=== DIRECTIVE ===
Retype the rows from the first one through the line that contains "[[983, 373, 1058, 513]]", including that line, without changing anything.

Excerpt from a dataset
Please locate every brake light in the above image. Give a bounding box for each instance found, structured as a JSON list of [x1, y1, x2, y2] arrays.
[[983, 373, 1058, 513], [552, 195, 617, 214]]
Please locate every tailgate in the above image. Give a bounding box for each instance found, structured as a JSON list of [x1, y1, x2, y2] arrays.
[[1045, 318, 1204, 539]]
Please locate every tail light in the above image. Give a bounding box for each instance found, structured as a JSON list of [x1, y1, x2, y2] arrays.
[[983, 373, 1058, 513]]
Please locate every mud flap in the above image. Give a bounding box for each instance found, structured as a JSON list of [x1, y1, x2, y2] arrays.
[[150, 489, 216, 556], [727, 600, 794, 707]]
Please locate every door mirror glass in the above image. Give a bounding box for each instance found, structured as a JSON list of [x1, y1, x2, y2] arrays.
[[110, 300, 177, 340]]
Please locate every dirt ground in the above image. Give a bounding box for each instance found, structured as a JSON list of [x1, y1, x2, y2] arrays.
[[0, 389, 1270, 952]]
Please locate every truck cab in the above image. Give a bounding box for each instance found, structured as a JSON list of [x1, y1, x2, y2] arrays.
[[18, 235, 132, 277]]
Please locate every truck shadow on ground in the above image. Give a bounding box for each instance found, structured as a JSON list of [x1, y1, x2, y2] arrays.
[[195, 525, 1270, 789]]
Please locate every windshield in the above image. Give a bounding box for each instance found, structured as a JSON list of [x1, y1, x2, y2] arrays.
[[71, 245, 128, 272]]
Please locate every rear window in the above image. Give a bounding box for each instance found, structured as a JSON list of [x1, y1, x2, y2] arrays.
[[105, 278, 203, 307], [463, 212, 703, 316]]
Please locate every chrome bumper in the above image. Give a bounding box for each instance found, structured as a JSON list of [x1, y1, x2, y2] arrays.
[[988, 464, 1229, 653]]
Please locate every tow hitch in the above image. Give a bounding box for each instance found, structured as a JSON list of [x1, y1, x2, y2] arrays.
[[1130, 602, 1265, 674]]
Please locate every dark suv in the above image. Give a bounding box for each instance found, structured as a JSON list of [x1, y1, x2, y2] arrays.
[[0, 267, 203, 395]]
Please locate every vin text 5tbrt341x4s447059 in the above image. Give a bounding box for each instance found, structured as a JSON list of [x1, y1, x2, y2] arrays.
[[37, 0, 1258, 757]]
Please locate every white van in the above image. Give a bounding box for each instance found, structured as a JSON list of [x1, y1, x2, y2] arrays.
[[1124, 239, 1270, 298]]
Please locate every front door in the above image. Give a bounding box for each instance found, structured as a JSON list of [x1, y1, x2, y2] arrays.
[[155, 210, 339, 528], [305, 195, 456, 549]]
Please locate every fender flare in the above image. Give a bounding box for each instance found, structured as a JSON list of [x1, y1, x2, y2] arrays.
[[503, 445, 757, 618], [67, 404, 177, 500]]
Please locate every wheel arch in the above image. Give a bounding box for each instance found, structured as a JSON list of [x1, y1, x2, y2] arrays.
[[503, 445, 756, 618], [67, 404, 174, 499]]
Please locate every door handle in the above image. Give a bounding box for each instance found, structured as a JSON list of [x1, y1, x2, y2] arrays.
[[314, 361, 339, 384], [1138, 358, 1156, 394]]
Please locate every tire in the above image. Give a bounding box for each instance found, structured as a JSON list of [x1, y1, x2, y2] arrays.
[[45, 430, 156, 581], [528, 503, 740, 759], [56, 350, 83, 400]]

=== FULL OUTPUT ===
Please locate every brake light in the above image. Give a bounding box for each instance found, structured as a JSON list of [x1, y1, x2, y2] arrays.
[[983, 373, 1058, 513], [552, 195, 617, 214]]
Please locate every tailgate in the above image. Give a bounding box for each instance found, structured as a JSON list of [x1, y1, x2, y2] arrays.
[[1045, 318, 1204, 539]]
Please locate every tail light in the above image. Give a bounding box for each instance found, structured as a JSON list of [x1, y1, x2, y2] arrays.
[[983, 373, 1058, 513]]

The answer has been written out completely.